TASKS AND EXERCISES —
**a.** In the comments on rent regulation, how long did the first writer work at St. Vincent's?
**b.** Duplicate the passage from the comments on rent regulation that begins at the words "During the early" and stops after "me to survive.".

PASSAGE TO READ —
◆ ◆ ◆ ◆ ◆

    This program grew and was known as the Chelsea-Village Program. We learned how to help these elders remain in their homes with basic services, with team caring teams of MD-RN-SW, Ultimately, the answer to the young doctor’s question led to the Nursing-Home-Without-Walls Program (LTTHCP). Now, the concept of support to help elders remain out of nursing homes and in their home for as long as safely possible is known statewide as NY Connects.

    During the early years there were many struggles, political and financial, but we hung in. I came to St. Vincent’s as a committed community activist who fell into the job, and am grateful to have worked in St. Vincent’s for over 30 years to the day it closed. Never would I have been able to afford to do this work if I had not lived in my rent-regulated apartment down the street in the community that I loved.

    Now I am terrified at the next round of rent increases which were really skewed a few years ago when the rate was made something like 9% and all flows from that. Not only is the prospect of the new rate on November 1 2022 frightening but I also face Con Edison”s new planned higher rates. My apartment is not filled with natural light and does need air conditioning for me to survive.

    So, that’s the story of a woman who is 86 years old, single with no other family, who got this far and did much in the community where I live and love all because of rent regulations making it possible. I fear this new mayor as I do the new governor as both are in the hands of the real power, the real estate industry of New York.

    Thank you for reading this, I am grateful for the opportunity to express my concerns.
    Barbara Ruether
    Daughter of An Irish Immigrant

  2. Hopefully the two new appointees that the mayor has appointed will look at not only to keep affordability in New York but to be realistic that all housing is not funded by the city or grands afforded to everyone. Some of us here struggle to keep our properties also livable. We the landlord weren’t given funds or any money as the ERAP grants were given to the renters. We the landlords were not given a brake about mortgages in banks cause our tenants didn’t pay and how can we then pay.
    We the landlords didn’t get a break on the taxes or water or light that we have to suppy to the tenants by law or get penalized for and we the small struggling landlords also couldn’t raise the rents to be able to pay, So where is the fairness to keep people in our private brownstones or 2 family homes or work the HDFC<S to be happy to there is affordable spaces. Tenants need to be responsible also. To keep their spaces in good conditions and to pay the rent when they get help to pay.

◆ ◆ ◆ ◆ ◆

INFORMATION PROVIDED —
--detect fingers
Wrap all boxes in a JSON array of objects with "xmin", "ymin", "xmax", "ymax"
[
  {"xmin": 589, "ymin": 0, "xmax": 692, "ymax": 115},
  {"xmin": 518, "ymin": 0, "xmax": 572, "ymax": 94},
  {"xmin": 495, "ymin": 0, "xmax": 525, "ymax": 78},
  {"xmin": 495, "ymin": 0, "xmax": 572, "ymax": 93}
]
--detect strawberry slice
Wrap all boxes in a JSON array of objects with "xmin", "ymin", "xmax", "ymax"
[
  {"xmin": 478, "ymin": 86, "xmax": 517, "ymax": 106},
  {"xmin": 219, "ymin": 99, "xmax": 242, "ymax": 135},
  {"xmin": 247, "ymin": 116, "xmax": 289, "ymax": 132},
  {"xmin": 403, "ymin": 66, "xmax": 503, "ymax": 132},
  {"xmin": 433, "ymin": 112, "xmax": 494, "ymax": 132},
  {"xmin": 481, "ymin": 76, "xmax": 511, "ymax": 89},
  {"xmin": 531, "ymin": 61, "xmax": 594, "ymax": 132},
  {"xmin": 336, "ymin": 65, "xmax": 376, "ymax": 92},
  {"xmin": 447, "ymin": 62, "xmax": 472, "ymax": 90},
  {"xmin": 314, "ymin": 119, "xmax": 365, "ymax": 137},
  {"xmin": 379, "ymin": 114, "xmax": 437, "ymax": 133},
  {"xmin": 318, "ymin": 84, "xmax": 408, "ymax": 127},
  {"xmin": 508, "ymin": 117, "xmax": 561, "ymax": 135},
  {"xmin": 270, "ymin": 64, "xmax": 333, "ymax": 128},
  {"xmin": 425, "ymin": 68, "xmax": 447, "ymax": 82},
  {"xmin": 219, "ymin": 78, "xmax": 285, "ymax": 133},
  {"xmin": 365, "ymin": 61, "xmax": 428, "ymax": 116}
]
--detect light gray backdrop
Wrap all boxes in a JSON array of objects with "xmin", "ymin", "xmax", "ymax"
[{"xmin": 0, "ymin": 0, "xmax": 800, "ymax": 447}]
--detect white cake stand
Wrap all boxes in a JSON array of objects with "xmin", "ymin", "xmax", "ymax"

◆ ◆ ◆ ◆ ◆

RESPONSE LIST —
**a.** Over 30 years, to the day it closed.

**b.**
During the early years there were many struggles, political and financial, but we hung in. I came to St. Vincent’s as a committed community activist who fell into the job, and am grateful to have worked in St. Vincent’s for over 30 years to the day it closed. Never would I have been able to afford to do this work if I had not lived in my rent-regulated apartment down the street in the community that I loved.

    Now I am terrified at the next round of rent increases which were really skewed a few years ago when the rate was made something like 9% and all flows from that. Not only is the prospect of the new rate on November 1 2022 frightening but I also face Con Edison”s new planned higher rates. My apartment is not filled with natural light and does need air conditioning for me to survive.